══ TEXTAUSZUG ══
Endokarditis

(aus ZCT 3-2003, aktualisiert)

 

Kasuistik:

 

Eine 47-jährige Patientin kommt in die Praxis und klagt über seit mehreren Wochen bestehende Mattigkeit, Müdigkeit, Nachtschweiße, Leistungsabfall, Inappetenz und Gewichtsverlust. Anamnestisch von Bedeutung sind ein seit mehreren Jahren bekannter Mitralklappenprolaps und eine vor acht Wochen vorgenommene Zahnextraktion.

 

 

Diagnostik:

 

Bei der körperlichen Untersuchung fällt eine Tachykardie um 110/min. auf, weiterhin wird die Milz vergrößert getastet und über dem Herzen, insbesondere über der Mitralklappe, wird ein holosystolisches Geräusch mit Ausbreitung in den Axillarbereich nachgewiesen. Im Bereich von zwei Fingerendgliedern zeigen sich embolische Veränderungen der Haut. Die Körpertemperatur wird mit 38,2°C mäßig erhöht gemessen, Atemfrequenz und Blutdruck sind noch im Normbereich. Weitere Hinweise für andere Organinfektionen lassen sich nicht finden. Die Echokardiographie zeigt thrombotische Vegetationen auf den Mitralklappensegeln. Bei den Blutuntersuchungen fallen ein deutlich erhöhtes CRP mit 70 mg/dl, eine erhöhte BSG von 45 mm in der ersten Stunde sowie eine mäßige Leukozytose von 12.000 Zellen/µl und eine geringe Anämie mit einem Hb von 11,2 g/dl auf.

 

 

Pathogenese:

 

Ein ausgeprägter Mitralklappenprolaps disponiert zu einer bakteriellen Endokarditis. Im Rahmen der anamnestisch geschilderten Zahnextraktion vor einigen Wochen ist es offensichtlich zu einer Bakteriämie gekommen mit Infektion der vorgeschädigten Mitralklappe. Als Erreger kommen bei einer derartigen Konstellation vorwiegend Bakterien der Mundflora wie Streptococcus viridans in Betracht.
═══
**IHRE AUFGABEN:**
**1.** Beantworten Sie zum Fallbericht über Endokarditis:
(a) Wie alt ist die Patientin?
(b) Welche Körpertemperatur wird bei ihr gemessen?
(c) Welche Erreger kommen bei dieser Konstellation vorwiegend in Betracht?
**2.** Entnehmen Sie dem Fallbericht über Endokarditis wörtlich den Abschnitt zwischen „Ein ausgeprägter Mitralklappenprolaps“ und „viridans in Betracht.“, beide eingeschlossen.
══ BEREITGESTELLTE DATEN ══
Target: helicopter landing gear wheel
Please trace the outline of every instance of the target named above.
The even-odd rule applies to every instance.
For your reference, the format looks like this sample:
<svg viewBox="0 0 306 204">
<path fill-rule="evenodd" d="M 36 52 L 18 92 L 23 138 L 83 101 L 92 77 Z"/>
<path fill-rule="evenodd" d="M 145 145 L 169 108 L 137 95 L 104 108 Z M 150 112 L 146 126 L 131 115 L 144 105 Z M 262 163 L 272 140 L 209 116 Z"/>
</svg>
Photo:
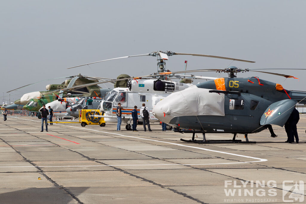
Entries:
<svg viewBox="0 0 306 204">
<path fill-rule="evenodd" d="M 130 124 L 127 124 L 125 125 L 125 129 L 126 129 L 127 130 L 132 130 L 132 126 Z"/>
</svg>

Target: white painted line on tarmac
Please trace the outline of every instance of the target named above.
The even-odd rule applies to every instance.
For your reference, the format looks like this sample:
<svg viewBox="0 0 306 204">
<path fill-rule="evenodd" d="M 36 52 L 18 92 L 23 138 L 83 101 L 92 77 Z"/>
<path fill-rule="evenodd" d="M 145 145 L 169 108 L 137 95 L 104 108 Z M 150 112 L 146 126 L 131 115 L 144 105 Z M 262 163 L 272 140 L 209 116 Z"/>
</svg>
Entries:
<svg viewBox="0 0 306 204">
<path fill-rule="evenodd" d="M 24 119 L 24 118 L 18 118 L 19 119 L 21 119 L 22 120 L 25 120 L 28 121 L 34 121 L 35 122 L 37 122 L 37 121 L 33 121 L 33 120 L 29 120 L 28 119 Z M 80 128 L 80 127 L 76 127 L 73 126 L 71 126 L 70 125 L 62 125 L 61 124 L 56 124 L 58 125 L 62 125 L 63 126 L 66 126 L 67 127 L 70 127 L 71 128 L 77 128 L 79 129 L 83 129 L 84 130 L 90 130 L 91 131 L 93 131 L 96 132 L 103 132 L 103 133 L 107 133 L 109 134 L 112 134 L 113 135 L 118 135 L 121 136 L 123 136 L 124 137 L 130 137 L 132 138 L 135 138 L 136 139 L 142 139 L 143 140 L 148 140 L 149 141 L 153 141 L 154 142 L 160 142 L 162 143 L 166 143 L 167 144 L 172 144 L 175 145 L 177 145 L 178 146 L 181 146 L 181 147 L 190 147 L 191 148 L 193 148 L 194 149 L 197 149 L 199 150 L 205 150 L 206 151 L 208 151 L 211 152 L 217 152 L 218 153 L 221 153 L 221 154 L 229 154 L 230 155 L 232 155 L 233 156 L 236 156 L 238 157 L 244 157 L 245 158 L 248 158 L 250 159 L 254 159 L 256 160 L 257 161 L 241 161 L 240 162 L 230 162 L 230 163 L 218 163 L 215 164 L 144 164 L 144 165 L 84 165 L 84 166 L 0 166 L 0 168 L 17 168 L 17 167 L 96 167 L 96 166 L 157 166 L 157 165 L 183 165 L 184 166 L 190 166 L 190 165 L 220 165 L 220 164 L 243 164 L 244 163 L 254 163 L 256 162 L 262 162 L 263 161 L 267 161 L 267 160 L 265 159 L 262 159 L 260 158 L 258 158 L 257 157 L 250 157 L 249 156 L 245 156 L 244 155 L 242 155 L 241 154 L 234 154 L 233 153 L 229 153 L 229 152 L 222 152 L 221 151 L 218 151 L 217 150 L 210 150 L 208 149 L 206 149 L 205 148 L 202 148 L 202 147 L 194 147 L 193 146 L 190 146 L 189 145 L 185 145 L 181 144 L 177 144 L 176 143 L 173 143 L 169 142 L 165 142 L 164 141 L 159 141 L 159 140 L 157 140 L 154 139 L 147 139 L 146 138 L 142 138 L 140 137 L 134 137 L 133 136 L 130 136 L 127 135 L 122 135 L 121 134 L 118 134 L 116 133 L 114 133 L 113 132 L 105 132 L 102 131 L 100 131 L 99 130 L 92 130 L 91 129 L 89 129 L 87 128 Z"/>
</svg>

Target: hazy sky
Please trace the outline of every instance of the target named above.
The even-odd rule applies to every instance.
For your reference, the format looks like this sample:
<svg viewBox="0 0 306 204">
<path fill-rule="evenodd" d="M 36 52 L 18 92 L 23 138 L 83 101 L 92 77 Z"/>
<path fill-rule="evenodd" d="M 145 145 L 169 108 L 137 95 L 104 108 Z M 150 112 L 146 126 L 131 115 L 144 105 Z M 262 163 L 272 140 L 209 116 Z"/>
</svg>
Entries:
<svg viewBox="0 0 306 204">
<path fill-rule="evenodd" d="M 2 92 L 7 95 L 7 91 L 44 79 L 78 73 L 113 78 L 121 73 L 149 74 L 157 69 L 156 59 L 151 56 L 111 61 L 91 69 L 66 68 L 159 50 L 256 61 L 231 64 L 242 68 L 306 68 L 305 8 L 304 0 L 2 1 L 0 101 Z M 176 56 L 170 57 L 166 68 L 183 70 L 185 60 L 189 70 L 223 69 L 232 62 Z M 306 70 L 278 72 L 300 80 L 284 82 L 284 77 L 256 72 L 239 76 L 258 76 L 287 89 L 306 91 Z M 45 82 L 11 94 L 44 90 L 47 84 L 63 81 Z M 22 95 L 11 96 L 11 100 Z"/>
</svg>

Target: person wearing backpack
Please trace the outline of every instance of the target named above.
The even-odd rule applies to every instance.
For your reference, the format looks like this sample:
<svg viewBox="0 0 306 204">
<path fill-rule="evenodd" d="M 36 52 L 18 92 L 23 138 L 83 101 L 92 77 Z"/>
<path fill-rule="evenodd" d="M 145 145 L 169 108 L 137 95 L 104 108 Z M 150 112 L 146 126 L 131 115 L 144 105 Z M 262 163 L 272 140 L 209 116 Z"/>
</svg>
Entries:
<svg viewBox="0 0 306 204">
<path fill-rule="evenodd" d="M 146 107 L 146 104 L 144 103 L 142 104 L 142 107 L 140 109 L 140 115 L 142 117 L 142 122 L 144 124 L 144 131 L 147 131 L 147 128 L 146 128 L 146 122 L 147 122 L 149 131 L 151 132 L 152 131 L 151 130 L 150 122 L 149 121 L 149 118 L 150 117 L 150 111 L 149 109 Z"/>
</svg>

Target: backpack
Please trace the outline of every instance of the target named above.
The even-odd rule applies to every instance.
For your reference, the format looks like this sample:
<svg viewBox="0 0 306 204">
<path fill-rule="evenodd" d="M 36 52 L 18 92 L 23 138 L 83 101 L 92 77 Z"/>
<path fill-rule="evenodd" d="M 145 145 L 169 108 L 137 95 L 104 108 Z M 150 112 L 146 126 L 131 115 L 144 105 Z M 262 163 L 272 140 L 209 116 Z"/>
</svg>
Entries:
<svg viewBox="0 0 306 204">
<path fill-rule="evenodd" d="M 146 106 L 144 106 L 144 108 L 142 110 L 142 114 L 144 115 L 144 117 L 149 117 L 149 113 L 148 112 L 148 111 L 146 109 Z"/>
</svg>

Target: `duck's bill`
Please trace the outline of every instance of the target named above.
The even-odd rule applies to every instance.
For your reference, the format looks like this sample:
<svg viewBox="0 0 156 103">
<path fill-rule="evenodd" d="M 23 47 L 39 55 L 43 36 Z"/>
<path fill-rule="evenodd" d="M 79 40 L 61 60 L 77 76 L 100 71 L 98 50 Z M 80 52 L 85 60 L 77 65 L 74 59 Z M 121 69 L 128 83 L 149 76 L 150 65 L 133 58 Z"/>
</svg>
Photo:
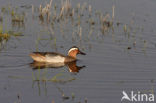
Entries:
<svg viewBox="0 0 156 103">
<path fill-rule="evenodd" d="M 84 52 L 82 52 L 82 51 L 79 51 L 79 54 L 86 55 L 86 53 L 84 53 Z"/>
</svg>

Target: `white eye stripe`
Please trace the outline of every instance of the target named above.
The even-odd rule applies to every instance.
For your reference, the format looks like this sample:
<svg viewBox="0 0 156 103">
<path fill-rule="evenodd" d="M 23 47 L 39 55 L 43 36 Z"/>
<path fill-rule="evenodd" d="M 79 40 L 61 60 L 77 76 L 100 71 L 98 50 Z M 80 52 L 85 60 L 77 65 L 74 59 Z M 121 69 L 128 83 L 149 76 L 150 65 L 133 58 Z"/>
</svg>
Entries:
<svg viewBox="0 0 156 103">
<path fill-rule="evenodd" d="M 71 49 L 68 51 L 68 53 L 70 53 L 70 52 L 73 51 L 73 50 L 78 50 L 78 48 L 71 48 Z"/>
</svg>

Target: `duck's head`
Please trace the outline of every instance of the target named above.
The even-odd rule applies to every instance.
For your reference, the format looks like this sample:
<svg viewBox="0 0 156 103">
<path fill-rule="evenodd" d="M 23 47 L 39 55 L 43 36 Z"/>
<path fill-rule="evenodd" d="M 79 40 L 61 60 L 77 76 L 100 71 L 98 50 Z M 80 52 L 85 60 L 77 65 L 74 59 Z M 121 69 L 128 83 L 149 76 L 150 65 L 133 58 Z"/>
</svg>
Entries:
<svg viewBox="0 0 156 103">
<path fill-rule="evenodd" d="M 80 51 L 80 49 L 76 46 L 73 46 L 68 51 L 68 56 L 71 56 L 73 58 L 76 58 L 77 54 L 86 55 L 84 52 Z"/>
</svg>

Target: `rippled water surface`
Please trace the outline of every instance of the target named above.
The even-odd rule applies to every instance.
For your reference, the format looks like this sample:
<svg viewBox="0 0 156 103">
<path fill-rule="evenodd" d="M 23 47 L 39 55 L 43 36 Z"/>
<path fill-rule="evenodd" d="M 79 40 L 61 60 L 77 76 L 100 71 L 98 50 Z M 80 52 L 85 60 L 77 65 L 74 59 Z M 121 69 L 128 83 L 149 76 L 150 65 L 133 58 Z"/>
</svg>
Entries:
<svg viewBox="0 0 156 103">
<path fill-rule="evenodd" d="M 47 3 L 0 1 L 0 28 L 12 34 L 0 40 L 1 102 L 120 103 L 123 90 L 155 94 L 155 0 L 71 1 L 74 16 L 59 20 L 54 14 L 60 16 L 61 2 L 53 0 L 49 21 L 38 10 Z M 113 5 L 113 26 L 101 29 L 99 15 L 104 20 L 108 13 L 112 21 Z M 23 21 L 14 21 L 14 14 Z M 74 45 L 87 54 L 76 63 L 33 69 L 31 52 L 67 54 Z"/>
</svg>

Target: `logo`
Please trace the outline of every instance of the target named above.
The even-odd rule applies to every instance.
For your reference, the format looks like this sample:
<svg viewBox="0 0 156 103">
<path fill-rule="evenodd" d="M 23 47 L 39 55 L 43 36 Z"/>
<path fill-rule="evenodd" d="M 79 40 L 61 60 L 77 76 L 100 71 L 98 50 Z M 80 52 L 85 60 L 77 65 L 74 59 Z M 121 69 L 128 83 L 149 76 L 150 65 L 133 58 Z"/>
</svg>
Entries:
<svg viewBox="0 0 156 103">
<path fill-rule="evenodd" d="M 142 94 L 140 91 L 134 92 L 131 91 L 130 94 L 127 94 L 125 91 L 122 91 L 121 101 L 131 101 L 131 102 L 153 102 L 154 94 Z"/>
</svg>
═══
**ANTWORTEN JE AUFGABE:**
**1.**
(a) 47 Jahre
(b) 38,2 °C
(c) Bakterien der Mundflora wie Streptococcus viridans

**2.**
Ein ausgeprägter Mitralklappenprolaps disponiert zu einer bakteriellen Endokarditis. Im Rahmen der anamnestisch geschilderten Zahnextraktion vor einigen Wochen ist es offensichtlich zu einer Bakteriämie gekommen mit Infektion der vorgeschädigten Mitralklappe. Als Erreger kommen bei einer derartigen Konstellation vorwiegend Bakterien der Mundflora wie Streptococcus viridans in Betracht.